**Assignment**
The lines to return are those below that contain the word "white".

**The input**
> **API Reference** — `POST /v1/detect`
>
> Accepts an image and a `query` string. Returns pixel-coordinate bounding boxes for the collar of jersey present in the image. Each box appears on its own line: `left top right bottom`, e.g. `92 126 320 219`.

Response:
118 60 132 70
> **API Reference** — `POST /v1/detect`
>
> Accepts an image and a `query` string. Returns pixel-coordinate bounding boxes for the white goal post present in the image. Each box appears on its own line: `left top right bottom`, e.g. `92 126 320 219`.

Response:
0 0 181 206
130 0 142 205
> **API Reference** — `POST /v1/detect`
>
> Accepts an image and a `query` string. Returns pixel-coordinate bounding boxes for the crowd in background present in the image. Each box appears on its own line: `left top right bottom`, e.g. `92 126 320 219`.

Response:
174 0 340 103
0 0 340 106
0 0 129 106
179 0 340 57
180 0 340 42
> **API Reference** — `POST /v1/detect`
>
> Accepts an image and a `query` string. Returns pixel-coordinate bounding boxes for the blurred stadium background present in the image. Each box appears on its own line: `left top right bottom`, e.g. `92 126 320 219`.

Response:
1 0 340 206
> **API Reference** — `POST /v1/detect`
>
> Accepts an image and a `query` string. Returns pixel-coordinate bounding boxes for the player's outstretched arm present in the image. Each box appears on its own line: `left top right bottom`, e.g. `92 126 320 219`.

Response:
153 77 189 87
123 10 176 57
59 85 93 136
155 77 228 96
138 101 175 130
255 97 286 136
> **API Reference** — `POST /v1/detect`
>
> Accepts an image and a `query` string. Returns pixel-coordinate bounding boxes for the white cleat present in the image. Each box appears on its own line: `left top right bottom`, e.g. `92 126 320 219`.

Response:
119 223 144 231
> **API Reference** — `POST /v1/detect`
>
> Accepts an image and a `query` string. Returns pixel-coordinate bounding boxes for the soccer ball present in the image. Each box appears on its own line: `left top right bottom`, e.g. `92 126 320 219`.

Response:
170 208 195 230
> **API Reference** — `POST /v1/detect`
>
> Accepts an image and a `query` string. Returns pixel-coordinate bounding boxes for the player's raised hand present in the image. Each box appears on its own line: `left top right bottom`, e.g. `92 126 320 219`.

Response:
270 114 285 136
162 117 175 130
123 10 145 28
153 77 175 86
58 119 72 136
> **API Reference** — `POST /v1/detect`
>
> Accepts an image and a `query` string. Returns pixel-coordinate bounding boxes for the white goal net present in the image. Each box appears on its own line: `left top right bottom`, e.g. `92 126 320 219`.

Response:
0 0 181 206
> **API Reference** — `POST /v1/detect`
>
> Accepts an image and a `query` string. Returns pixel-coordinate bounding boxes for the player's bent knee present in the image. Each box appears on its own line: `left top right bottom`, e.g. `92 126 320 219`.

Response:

**Solution to this task**
> Accepts an image and a `query` string. Returns pixel-coordinate bounding boxes for the white goal post present in the image. Each box appears on its own line: `left top right bottom`, e.g. `92 126 320 219`.
> Accepts an image and a `query` string. Returns pixel-coordinate bounding boxes for the white cleat present in the image. Each box appears on its own line: `left top right bottom`, e.g. `92 126 320 219`.
> Accepts an image and a `query` string. Returns pixel-coordinate bounding boxes for the white goal net present in the image. Each box appears on its own line: `left top right bottom`, e.g. `92 126 320 219`.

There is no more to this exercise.